Copy out every line of the material below without any changes.

====== RECORDS FOR THE TASK

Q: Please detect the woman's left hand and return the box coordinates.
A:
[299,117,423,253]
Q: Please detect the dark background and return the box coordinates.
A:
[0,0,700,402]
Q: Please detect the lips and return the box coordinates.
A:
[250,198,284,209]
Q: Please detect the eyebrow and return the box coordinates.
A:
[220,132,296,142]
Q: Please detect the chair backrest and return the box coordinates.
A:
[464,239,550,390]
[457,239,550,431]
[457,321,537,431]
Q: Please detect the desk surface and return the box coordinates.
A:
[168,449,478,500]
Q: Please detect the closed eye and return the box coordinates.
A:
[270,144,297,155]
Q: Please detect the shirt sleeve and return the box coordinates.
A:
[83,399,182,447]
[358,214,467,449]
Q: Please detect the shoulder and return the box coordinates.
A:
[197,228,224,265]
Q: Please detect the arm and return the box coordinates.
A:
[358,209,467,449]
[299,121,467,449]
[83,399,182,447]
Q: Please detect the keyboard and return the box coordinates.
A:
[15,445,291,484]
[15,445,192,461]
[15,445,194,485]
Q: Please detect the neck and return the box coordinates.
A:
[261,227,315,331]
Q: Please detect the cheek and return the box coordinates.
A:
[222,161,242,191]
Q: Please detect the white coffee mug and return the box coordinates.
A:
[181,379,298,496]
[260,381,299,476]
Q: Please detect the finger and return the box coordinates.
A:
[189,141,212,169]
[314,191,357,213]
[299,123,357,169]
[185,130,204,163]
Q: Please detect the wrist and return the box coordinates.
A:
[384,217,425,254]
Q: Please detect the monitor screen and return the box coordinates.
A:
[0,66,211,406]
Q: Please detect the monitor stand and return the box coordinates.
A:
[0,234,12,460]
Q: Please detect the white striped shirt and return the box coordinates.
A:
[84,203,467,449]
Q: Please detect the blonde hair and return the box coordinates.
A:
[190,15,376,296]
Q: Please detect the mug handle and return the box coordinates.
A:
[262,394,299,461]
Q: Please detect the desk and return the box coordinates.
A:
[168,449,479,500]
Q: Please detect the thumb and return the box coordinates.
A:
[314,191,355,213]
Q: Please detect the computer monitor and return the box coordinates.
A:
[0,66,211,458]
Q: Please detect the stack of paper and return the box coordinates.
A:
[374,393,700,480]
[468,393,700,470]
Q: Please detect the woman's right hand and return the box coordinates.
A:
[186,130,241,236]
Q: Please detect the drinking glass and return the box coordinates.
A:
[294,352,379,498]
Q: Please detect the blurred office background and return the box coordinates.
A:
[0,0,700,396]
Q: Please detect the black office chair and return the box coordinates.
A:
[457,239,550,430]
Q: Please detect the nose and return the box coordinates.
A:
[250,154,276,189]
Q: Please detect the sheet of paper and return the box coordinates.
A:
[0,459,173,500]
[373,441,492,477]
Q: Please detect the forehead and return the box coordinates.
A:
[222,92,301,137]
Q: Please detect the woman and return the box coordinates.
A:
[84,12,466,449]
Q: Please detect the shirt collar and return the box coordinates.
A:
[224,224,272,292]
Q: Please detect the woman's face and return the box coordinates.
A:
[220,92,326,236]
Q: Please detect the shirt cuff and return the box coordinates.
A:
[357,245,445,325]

============

__THE REPLY__
Q: Please detect the woman's left hand and return the box coordinates.
A:
[299,117,423,253]
Q: Please detect the dark background and return the box coordinates.
A:
[0,0,700,402]
Q: Please detect the lips and return the box coordinates.
A:
[250,198,284,209]
Q: Please detect the eyebrow and return the box coordinates.
A:
[220,132,296,142]
Q: Please detect the chair backrest and return the box coordinates.
A:
[464,239,550,390]
[457,239,550,431]
[457,321,537,431]
Q: Please detect the desk surface and return the box coordinates.
A:
[168,449,478,500]
Q: Please detect the closed eye and return the box coordinates.
A:
[270,144,297,155]
Q: Please detect the shirt sleeve and return the box coordinates.
A:
[83,399,182,447]
[358,214,467,449]
Q: Please detect the shoulder and return the box coordinates.
A:
[197,228,224,265]
Q: Please detect the arm and return the box coordinates.
A:
[358,209,467,449]
[299,121,467,449]
[83,399,182,447]
Q: Please detect the keyboard and return the box coordinates.
A:
[15,445,291,484]
[15,445,192,461]
[15,445,194,485]
Q: Please detect the neck and return the box coordinates.
A:
[261,227,315,331]
Q: Please detect the cheek and return the box coordinates.
A:
[222,161,242,191]
Q: Please detect the white coffee mug and return the box coordinates.
A:
[181,379,298,496]
[260,381,299,476]
Q: Please detect the finger and return the box coordinates.
A:
[189,141,212,169]
[314,191,357,213]
[299,123,357,169]
[185,130,204,163]
Q: Please detect the wrist and return the box coordinates.
A:
[384,217,425,254]
Q: Please detect the monitor screen and return the box coordinates.
A:
[0,66,211,406]
Q: Please detect the monitor stand and return the box coordinates.
A:
[0,234,12,460]
Q: Please detect the white striped shirt and return the box coordinates.
A:
[84,203,467,449]
Q: Please detect the blonde hair and return the box coordinates.
A:
[190,15,376,296]
Q: Please detect the mug handle and return the box coordinates.
A:
[262,394,299,461]
Q: Please detect the desk and return the box coordinates.
A:
[168,449,479,500]
Q: Please detect the thumb and return the box coordinates.
A:
[314,191,355,213]
Q: Please detect the computer monitor and return the box coordinates.
A:
[0,66,211,458]
Q: Please detect the stack of paper and return the box coordinates.
A:
[374,393,700,480]
[468,393,700,470]
Q: Please detect the woman's right hand and return the box coordinates.
A:
[186,130,241,236]
Q: Please detect the drinking glass and return the box coordinates.
A:
[294,352,379,498]
Q: Please detect the blurred office background and return the box coordinates.
A:
[0,0,700,396]
Q: Please detect the black office chair and return the box coordinates.
A:
[457,239,550,430]
Q: Please detect the nose and return the box coordinates.
A:
[250,154,276,189]
Q: Please detect the sheet of paper and return the box coordinates.
A:
[0,459,173,500]
[373,441,492,477]
Q: Please detect the forehead and return the box coordinates.
A:
[222,92,301,137]
Q: Please detect the woman and return the box coordinates.
A:
[84,12,466,449]
Q: Please detect the shirt collar and return the box coordinates.
A:
[224,224,272,292]
Q: Please detect the woman's face and return the box coordinates.
A:
[220,92,326,236]
Q: Please detect the shirt cuff and return the box coordinates.
A:
[357,245,445,325]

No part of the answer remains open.